EXERCISE GOAL:
Using the records below, repeat exactly the lines from the one holding "Every instance of the grass lawn" through the one holding "Every instance of the man's", both ends included, and no others.

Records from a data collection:

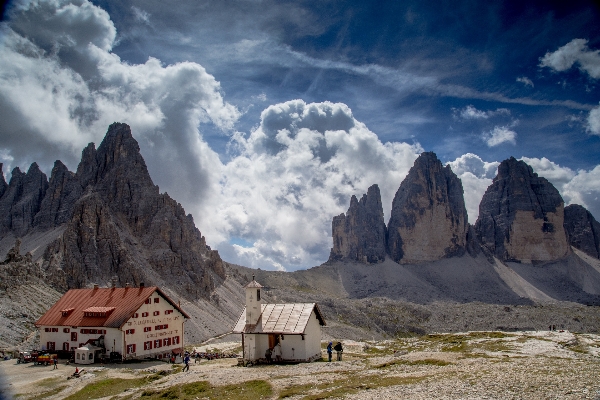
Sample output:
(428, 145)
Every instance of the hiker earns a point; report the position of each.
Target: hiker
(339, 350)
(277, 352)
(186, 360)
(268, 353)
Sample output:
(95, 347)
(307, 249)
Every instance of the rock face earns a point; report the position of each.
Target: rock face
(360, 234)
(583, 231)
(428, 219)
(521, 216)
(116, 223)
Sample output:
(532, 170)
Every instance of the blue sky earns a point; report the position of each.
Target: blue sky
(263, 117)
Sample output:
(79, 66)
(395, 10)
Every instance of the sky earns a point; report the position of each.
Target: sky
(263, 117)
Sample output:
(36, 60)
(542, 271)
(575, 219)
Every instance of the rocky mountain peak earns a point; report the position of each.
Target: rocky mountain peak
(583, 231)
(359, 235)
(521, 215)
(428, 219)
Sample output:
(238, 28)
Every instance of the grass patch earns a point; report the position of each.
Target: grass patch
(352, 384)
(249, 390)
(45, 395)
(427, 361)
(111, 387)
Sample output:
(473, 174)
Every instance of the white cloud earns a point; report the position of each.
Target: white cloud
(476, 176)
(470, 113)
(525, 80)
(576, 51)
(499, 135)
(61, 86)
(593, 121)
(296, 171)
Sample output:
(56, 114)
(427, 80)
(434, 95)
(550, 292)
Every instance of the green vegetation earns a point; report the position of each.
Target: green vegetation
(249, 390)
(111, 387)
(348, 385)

--

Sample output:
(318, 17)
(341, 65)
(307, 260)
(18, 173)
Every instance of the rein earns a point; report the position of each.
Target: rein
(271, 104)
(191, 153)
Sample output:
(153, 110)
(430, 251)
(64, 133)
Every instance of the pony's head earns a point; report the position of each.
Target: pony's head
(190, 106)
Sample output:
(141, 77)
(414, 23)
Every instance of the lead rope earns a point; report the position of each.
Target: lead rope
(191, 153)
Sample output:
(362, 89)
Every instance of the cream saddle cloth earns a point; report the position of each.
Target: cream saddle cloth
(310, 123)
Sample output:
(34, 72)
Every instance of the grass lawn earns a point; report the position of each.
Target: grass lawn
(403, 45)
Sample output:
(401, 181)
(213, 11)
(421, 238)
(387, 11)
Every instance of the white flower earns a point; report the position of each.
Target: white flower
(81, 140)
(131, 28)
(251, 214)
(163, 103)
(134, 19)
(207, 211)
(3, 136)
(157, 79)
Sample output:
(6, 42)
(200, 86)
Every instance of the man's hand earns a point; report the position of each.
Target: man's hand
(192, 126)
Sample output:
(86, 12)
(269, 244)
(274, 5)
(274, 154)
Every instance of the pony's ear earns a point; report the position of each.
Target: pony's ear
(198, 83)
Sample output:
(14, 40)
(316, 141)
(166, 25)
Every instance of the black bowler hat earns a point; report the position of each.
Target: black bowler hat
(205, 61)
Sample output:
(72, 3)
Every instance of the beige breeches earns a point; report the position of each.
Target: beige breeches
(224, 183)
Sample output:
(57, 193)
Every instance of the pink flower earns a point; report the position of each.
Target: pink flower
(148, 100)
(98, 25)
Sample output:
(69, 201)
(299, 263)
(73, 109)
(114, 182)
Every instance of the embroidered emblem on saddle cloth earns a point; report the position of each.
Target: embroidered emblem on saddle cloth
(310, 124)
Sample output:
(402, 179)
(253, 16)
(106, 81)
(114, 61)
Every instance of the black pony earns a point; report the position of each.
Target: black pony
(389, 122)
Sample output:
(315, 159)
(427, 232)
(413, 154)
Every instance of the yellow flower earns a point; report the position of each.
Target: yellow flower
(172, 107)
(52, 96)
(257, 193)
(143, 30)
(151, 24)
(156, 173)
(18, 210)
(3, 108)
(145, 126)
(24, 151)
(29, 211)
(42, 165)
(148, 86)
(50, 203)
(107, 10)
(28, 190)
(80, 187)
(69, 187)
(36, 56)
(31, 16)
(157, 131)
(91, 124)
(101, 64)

TASK SOLUTION:
Every instance of the grass lawn earns a point; report the position of each.
Target: grass lawn
(403, 45)
Sample output:
(401, 181)
(213, 11)
(421, 238)
(387, 11)
Every instance of the white flower earns a point; report the position of each.
Target: white flower
(81, 140)
(131, 28)
(251, 214)
(163, 103)
(134, 19)
(207, 211)
(3, 136)
(157, 79)
Sample output:
(6, 42)
(200, 86)
Every instance of the man's hand earns a point; report the position of each.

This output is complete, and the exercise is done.